PROVIDED PASSAGE -
* * * *

# 2004 Red X-Trail



## manuelga (Dec 14, 2003)

The whole Nissan Fleet:









Just the Xtrail:

















Some interior pics:


----------



## sno (Oct 4, 2002)

that x-trail will look nice with some bigger tires.


----------



## Ninety-Nine SE-L (May 5, 2002)

yuck, I hate the gauges in the middle, WTF was Nissan thinking? The rear seat passengers can see the gauges better than the driver, I'll bet.

It looks pretty cool from the outside. It's like a cross between the Armada and a Suzuki.


----------



## manuelga (Dec 14, 2003)

Hi Justin.

Yes, central gauges are not so practical 'cause the rest of the passengers can say the classic "BAJALE" <---- ¿Speed Down? but they're so practical for driving purposes, there's a big (bigger than the Quest) glove-box in front of the driver & the end of the hood can be seing.

:thumbup: for the Armada look, but :thumbdwn: for the Suzuki.

I hope to drive this next convention.

Be fine & take care of Frances.


----------



## ballistic (Jul 16, 2002)

DO you have the sr20ve-t in the Xtrail?


----------



## cdapimp691 (Sep 10, 2004)

never seen one of those before. they look mean


----------



## manuelga (Dec 14, 2003)

ballistic said:


> DO you have the sr20ve-t in the Xtrail?


No, sadly it came just with the QR25DE, it runs great but I'll love if it came with that engine


----------



## Nismo1997 (Dec 26, 2003)

* * * *

DATA ROWS -
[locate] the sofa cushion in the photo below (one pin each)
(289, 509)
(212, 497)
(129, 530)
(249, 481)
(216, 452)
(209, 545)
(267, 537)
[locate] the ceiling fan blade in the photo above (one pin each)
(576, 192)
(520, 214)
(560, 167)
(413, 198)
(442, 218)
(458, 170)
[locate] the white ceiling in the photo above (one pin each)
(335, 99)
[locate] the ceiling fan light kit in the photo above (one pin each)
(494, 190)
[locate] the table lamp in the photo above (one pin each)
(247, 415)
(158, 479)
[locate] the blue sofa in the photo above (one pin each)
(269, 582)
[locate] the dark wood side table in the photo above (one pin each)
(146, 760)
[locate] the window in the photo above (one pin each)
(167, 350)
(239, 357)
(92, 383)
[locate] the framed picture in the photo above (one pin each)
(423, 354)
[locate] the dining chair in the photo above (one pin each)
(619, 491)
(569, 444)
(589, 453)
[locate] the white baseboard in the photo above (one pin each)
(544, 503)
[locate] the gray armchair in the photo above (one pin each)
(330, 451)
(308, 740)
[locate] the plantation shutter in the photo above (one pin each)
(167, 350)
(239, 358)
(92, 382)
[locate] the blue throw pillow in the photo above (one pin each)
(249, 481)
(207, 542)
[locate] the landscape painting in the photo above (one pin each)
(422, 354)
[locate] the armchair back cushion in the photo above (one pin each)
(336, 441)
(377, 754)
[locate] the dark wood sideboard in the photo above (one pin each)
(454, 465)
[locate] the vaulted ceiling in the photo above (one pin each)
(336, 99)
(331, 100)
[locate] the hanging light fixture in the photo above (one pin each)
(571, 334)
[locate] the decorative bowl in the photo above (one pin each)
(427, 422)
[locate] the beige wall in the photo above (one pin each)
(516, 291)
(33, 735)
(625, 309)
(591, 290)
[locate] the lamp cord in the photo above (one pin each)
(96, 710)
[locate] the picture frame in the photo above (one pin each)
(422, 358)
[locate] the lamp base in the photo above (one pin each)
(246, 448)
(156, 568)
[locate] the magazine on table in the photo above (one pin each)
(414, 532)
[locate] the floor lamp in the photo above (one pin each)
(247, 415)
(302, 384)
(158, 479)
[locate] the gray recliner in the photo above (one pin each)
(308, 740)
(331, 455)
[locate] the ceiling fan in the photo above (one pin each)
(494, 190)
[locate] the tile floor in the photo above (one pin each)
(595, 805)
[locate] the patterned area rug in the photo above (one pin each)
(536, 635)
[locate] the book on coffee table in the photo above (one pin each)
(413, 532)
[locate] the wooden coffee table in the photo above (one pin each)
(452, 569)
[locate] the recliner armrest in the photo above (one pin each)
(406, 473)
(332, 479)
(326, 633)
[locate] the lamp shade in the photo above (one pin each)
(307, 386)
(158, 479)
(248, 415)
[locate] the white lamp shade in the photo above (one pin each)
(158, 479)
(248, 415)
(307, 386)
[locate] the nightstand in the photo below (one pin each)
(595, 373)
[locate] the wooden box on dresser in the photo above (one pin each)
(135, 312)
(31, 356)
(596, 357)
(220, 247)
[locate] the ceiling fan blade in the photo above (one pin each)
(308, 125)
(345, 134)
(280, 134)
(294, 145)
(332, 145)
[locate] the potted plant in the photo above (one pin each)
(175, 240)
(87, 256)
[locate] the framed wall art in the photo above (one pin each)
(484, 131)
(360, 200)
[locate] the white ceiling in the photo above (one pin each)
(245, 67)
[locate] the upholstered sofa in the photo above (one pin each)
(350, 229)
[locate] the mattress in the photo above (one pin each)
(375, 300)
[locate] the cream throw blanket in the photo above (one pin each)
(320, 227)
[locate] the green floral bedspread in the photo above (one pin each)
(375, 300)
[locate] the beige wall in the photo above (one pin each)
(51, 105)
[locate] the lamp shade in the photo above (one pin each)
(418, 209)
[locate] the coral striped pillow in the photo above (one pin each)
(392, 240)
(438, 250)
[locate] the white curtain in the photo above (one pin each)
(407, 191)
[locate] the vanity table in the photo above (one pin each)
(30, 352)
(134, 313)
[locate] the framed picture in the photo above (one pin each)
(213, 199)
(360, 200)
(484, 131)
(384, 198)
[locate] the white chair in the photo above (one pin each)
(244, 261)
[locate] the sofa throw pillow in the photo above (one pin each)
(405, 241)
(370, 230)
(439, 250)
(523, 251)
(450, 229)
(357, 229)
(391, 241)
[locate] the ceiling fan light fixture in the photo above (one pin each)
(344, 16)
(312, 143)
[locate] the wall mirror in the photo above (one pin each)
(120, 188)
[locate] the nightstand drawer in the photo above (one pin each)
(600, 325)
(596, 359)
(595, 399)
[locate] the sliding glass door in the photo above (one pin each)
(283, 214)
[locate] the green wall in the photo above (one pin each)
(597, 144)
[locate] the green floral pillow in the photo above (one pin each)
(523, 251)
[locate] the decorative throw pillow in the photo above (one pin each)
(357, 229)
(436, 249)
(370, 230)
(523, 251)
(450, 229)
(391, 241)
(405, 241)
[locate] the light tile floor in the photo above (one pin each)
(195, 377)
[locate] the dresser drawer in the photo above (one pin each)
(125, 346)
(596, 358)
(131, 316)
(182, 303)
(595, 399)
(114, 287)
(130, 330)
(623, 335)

* * * *

SET TASK A -
Answer these questions using the X-Trail thread:
(i) What did sno say would make the X-Trail look nice?
(ii) Along with a Suzuki, what vehicle did Ninety-Nine SE-L say the X-Trail looks like a cross with?
(iii) Which engine did manuelga say the X-Trail came with?
SET TASK B -
From the X-Trail thread, quote the passage starting at "It looks pretty" and ending at "for the Suzuki.".
SET TASK C -
Extend the X-Trail thread from the point where it stops.
The rows are separate material from the X-Trail thread.

EXPECTED ANSWER A -
(i) Bigger tires.
(ii) The Armada.
(iii) The QR25DE.

EXPECTED ANSWER B -
It looks pretty cool from the outside. It's like a cross between the Armada and a Suzuki.


----------



## manuelga (Dec 14, 2003)

Hi Justin.

Yes, central gauges are not so practical 'cause the rest of the passengers can say the classic "BAJALE" <---- ¿Speed Down? but they're so practical for driving purposes, there's a big (bigger than the Quest) glove-box in front of the driver & the end of the hood can be seing.

:thumbup: for the Armada look, but :thumbdwn: for the Suzuki.

EXPECTED ANSWER C -
pretty coo..not really my style tho


----------



## Exalta (Jan 21, 2003)

We got the same color Manuel.Hehe

By the way, I got pissed because Nissan Philippines just launced three new colors for the X-Trail here namely Sunset Orange (Same as the 350Z), Charcoal Gray and Powder Blue


----------



## manuelga (Dec 14, 2003)

Exalta said:


> We got the same color Manuel.Hehe
> 
> By the way, I got pissed because Nissan Philippines just launced three new colors for the X-Trail here namely Sunset Orange (Same as the 350Z), Charcoal Gray and Powder Blue


Yeah I know your Xtrail, damn guys @ Nissan Philippines the Orange is a great color (not already here) for an Xtrail, it's supposed next year Nissan import the AWD version, maybe they also brought the Orange one.

Have you seing the Xtrail tread @ Canada & Int'l????

I've posted a yesterday's sucessfull floodage Xperience.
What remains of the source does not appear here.